Identify the line in which "Target: forest background" appears, then reproduce that line and all remaining lines of the records word for word.

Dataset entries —
-------

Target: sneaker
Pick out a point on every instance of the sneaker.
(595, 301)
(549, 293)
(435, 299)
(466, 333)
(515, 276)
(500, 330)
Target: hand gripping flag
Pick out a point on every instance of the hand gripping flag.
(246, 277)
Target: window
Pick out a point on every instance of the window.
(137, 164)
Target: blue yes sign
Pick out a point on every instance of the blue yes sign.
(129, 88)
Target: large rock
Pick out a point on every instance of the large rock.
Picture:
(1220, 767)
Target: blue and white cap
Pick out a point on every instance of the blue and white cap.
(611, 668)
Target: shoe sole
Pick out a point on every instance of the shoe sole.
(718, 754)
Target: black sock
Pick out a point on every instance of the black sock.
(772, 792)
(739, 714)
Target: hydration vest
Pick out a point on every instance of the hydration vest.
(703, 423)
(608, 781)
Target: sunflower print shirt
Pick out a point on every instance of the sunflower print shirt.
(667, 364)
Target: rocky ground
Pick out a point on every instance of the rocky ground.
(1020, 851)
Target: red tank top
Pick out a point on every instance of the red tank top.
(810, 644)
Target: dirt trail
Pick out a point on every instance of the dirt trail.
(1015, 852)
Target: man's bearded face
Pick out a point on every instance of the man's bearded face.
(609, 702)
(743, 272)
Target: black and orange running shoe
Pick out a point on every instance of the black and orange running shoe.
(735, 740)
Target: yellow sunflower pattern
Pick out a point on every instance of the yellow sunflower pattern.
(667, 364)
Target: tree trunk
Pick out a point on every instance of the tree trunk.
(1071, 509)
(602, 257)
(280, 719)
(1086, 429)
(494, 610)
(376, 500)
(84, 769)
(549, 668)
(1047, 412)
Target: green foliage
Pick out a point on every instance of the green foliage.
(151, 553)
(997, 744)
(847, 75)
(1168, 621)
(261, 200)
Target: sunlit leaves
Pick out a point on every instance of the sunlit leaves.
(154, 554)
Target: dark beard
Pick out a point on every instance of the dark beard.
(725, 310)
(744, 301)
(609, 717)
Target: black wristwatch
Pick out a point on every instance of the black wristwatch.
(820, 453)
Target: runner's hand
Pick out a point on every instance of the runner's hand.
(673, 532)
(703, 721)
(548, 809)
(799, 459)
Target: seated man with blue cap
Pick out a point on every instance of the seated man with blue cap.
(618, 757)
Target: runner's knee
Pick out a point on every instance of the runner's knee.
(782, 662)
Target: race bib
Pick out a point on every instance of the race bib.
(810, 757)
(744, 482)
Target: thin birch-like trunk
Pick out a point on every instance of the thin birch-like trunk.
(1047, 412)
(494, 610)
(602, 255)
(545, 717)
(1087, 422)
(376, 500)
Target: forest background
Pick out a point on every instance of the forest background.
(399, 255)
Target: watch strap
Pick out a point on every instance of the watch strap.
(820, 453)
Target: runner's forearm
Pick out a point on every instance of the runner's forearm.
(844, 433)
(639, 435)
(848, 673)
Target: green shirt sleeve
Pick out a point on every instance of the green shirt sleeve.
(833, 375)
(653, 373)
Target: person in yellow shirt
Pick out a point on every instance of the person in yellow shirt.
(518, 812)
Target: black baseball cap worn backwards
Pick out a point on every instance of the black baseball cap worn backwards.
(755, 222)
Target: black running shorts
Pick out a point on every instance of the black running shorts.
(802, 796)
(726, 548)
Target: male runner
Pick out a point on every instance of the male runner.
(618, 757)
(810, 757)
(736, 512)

-------

SOLUTION FOR THIS EXERCISE —
Target: forest background
Pick out a point on every instance of the forest background.
(399, 255)
Target: watch strap
Pick out a point on every instance of the watch strap.
(820, 453)
Target: runner's forearm
Pick out a point on every instance of the runner's forearm.
(844, 433)
(639, 435)
(848, 673)
Target: green shirt sleeve
Pick out a point on every instance of the green shirt sleeve.
(833, 375)
(653, 373)
Target: person in yellow shirt
Pick out a point on every instance of the person in yellow shirt.
(518, 812)
Target: black baseball cap worn backwards
Pick out a point on every instance of the black baseball cap worn backwards.
(755, 222)
Target: black running shorts
Pick out a point on every instance of the black running shorts.
(802, 796)
(726, 548)
Target: male runner
Pick out a point on every instance of the male runner.
(618, 757)
(810, 757)
(736, 512)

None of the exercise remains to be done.